=== What is needed ===
For every line in the material, output its text exactly and exclude any image it holds.

BEGIN

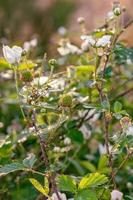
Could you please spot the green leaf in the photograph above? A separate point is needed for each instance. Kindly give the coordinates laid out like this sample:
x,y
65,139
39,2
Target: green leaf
x,y
11,168
88,166
5,148
86,195
39,187
30,160
104,193
85,68
84,71
76,135
92,180
117,107
102,162
66,183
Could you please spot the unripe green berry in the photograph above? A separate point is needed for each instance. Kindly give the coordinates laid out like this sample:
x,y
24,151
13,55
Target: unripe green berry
x,y
65,100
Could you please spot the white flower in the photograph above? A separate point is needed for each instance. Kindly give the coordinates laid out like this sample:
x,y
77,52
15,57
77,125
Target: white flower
x,y
110,15
12,55
130,130
85,46
116,195
62,196
26,46
88,39
33,42
103,41
30,44
40,80
68,48
63,51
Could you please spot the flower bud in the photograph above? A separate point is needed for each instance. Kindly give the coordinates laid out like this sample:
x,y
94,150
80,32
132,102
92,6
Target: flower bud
x,y
52,118
117,11
81,20
108,116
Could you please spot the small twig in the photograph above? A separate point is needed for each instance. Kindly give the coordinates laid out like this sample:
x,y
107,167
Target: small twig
x,y
123,94
44,155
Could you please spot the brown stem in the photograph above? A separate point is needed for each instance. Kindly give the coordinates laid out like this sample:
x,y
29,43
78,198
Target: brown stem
x,y
123,93
41,141
44,155
106,134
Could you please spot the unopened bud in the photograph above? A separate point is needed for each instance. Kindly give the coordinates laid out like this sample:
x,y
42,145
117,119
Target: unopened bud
x,y
26,76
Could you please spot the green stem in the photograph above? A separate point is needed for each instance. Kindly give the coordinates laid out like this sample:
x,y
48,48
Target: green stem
x,y
17,90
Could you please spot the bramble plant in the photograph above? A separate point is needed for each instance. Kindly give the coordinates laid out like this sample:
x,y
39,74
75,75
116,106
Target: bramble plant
x,y
76,137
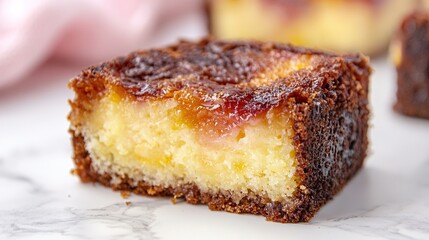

END

=== Exercise solution ===
Could you please spot the green leaf in the photograph above? A separate point is needed for each instance. Kindly give the coordinates laid out like this sample:
x,y
65,139
39,2
Target: green leaf
x,y
11,168
88,166
5,148
86,195
39,187
30,160
104,193
85,68
84,71
76,135
92,180
117,107
102,162
66,183
Could you please spot the unripe green berry in the photograph above? A separate point is needed for each instance. Kindly give the coordinates laid out like this sample:
x,y
24,151
13,55
Target: unripe green berry
x,y
65,100
Could you please spot the white flower in the photograph above? A separate point is needed for each instance. Kindly give the coordinates laid out like this sample:
x,y
77,52
15,57
77,125
Target: white flower
x,y
110,15
12,55
130,130
85,46
116,195
62,196
26,46
88,39
33,42
103,41
30,44
40,80
68,48
63,51
Could you please spot the flower bud in the photograph above? A separate point is needed for each instance. Kindly give the coordinates laid out like this sample:
x,y
94,150
80,32
132,102
92,6
Target: flower bud
x,y
52,118
117,11
81,20
108,116
Could you please spot the small twig in the photograph above? A separate point is needed for each instance. Kindly give the coordinates laid out like this sample:
x,y
107,167
Target: small twig
x,y
123,94
44,155
Could you please spot the brown stem in the photograph above? A separate point is needed for each instance. Kindly give the coordinates laid out like this sample:
x,y
29,43
78,198
Target: brown stem
x,y
123,93
41,141
44,155
106,134
Could you please spot the unopened bud in the photograph above? A separate point is needed for each instance. Kindly give the coordinates laid out like this sample:
x,y
42,145
117,119
Target: unopened bud
x,y
26,76
Could you please spot the green stem in the photograph above? A separate point is needed for each instance. Kindly give the coordinates laid out like this sample:
x,y
48,48
Target: green stem
x,y
17,90
Could you please spot the bramble plant in the photograph above? A separate point is needed for each instance. Kindly give the coordinates laid out like this sample:
x,y
39,74
75,75
116,106
Target: bramble plant
x,y
76,137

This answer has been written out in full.